## TRY IT:
How many lines of the entries below contain the string "Objective"? State the number alone.

## SUPPLIED RECORDS:

|---|

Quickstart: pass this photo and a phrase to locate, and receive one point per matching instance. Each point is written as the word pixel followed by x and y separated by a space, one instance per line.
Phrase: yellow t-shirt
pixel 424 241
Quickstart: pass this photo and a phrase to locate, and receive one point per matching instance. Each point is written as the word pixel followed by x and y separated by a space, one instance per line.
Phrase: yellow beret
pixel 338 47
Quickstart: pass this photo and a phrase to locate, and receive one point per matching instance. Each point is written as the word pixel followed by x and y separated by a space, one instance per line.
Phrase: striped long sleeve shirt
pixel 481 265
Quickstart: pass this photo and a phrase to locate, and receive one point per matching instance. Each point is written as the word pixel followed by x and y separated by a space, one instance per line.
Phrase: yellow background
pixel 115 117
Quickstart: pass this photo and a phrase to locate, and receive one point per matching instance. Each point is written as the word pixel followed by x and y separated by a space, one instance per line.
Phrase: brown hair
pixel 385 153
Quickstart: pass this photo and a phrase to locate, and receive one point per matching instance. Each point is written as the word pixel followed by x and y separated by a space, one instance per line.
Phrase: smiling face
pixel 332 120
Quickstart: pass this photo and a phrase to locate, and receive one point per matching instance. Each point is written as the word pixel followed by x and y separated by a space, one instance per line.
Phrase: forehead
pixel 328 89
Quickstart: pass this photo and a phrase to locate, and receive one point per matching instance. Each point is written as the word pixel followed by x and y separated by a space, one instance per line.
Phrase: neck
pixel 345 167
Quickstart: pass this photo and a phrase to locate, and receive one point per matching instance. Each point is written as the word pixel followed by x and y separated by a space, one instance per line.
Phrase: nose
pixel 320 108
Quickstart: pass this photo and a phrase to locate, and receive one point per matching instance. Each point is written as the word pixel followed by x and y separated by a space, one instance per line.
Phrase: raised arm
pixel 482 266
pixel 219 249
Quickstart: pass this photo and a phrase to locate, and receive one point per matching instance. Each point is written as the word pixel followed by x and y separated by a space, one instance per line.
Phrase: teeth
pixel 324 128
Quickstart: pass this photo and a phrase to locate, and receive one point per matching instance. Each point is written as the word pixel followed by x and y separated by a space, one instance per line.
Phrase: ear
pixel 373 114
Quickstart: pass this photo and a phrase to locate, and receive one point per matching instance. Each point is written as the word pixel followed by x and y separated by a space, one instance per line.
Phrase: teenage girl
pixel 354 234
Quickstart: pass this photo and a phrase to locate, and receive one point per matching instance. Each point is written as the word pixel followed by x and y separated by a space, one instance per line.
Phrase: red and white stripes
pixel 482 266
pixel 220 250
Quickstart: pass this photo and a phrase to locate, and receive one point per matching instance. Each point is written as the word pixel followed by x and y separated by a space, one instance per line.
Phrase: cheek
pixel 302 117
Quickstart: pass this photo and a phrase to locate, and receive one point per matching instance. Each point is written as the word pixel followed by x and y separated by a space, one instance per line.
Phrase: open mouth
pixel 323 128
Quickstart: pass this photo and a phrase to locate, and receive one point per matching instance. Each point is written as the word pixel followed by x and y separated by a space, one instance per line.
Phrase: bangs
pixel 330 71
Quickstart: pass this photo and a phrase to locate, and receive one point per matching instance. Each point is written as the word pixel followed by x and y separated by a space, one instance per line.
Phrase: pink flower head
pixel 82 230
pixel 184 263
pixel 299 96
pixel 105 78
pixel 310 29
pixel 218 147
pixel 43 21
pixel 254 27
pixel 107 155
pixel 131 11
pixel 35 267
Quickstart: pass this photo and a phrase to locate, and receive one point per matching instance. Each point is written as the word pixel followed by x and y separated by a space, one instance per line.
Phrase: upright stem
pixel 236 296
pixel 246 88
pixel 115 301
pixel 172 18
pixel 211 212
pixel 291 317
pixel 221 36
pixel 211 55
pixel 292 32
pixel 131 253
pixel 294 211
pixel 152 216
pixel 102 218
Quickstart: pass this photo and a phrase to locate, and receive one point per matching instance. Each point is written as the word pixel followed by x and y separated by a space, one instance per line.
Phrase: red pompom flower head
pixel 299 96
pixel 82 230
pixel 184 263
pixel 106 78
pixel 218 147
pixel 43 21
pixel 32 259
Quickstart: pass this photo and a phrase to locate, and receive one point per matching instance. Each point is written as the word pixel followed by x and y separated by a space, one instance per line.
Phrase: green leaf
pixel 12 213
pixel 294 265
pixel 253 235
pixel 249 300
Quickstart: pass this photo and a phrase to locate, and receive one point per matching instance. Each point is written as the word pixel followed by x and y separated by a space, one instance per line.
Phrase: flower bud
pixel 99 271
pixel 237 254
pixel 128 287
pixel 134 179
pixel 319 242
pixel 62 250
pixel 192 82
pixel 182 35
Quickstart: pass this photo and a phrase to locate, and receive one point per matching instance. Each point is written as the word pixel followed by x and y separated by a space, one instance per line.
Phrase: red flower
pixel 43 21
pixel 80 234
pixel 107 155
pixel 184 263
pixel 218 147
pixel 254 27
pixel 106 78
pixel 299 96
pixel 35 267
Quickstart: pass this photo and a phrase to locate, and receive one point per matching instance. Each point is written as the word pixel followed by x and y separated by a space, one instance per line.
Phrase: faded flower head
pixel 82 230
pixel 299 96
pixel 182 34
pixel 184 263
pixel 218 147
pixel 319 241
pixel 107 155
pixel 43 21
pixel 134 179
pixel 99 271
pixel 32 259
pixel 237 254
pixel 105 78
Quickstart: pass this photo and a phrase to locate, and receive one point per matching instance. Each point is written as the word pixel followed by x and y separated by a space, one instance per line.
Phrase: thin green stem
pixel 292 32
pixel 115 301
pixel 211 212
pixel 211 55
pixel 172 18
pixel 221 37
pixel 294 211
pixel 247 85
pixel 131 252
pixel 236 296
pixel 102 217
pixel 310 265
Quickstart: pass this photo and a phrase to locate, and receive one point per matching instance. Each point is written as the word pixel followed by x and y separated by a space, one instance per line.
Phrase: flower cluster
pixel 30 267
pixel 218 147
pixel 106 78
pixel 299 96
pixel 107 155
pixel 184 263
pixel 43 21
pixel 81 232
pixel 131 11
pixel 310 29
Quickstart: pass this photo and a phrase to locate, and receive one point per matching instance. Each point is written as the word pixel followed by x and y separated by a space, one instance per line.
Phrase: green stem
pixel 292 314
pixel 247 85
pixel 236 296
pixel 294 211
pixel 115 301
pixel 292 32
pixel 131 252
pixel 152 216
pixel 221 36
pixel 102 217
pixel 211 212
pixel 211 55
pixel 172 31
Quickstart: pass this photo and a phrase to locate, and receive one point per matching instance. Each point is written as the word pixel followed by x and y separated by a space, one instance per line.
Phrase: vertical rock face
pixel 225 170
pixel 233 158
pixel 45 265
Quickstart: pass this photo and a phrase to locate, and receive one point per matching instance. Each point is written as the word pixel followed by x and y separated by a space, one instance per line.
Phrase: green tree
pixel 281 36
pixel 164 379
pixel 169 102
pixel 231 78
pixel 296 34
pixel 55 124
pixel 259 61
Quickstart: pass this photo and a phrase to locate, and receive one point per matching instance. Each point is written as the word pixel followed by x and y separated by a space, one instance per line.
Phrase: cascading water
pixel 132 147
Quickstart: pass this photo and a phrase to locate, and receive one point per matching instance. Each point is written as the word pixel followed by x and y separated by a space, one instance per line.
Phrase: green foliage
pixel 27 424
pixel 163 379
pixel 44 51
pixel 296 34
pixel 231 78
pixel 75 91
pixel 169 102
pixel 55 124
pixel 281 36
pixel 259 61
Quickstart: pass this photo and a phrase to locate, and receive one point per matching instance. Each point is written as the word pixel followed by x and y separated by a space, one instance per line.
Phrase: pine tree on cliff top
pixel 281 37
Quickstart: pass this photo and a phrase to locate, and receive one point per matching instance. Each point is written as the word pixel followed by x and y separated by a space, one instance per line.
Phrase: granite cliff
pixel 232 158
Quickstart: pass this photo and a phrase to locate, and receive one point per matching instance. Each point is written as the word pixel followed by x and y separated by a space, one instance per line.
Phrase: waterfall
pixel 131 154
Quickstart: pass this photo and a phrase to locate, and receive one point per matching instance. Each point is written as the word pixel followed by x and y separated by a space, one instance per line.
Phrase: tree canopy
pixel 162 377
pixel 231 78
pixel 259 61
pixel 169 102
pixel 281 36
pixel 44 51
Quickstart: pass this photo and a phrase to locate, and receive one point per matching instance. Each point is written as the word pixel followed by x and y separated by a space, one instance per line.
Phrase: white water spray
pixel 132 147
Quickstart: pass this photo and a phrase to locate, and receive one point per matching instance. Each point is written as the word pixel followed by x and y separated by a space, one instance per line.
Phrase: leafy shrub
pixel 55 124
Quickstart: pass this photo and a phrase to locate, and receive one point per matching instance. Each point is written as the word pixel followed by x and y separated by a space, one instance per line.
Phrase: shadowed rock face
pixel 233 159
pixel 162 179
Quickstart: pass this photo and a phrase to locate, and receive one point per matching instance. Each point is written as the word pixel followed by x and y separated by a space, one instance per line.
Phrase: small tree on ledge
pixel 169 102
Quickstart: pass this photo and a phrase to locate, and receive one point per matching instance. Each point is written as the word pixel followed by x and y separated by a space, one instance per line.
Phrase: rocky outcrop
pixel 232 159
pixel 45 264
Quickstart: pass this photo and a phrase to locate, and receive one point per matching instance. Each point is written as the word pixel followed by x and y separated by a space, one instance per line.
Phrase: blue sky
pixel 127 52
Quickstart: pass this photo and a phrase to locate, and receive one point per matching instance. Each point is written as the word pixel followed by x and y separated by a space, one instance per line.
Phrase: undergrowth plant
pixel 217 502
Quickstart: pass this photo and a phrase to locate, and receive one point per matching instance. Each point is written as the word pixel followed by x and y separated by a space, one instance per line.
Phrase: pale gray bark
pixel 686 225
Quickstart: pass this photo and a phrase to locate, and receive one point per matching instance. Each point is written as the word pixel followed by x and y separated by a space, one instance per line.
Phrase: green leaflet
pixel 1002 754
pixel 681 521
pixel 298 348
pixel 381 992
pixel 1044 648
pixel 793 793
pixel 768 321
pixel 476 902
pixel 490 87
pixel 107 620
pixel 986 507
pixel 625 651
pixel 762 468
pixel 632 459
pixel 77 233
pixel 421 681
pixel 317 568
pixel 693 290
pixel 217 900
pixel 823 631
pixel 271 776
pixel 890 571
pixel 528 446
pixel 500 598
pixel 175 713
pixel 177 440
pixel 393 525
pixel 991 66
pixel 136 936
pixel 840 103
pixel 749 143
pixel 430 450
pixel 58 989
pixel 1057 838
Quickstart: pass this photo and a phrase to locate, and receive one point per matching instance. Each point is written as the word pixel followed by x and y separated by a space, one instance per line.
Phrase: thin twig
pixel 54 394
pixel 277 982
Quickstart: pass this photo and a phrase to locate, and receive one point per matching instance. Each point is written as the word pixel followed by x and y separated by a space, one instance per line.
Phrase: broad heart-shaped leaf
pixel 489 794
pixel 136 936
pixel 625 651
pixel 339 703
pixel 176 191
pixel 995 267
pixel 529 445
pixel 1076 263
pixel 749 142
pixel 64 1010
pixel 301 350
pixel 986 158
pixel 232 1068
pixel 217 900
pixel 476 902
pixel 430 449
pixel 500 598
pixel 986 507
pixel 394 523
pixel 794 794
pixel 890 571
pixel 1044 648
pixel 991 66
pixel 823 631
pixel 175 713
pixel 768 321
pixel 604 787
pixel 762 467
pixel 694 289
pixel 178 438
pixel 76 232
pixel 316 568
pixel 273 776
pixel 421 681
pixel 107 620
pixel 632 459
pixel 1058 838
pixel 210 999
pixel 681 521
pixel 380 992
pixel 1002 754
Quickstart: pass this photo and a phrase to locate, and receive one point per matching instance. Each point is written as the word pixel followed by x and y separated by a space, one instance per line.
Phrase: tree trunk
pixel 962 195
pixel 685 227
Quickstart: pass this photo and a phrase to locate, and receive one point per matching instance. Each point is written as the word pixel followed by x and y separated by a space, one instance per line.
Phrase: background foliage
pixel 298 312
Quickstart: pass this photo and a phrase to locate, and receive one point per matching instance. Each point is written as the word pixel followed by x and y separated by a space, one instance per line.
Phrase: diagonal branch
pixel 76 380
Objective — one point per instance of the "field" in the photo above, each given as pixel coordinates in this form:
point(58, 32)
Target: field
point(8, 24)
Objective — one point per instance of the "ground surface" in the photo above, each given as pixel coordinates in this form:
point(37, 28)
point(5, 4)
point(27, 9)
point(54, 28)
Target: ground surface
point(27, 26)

|---|

## RESPONSE BELOW:
2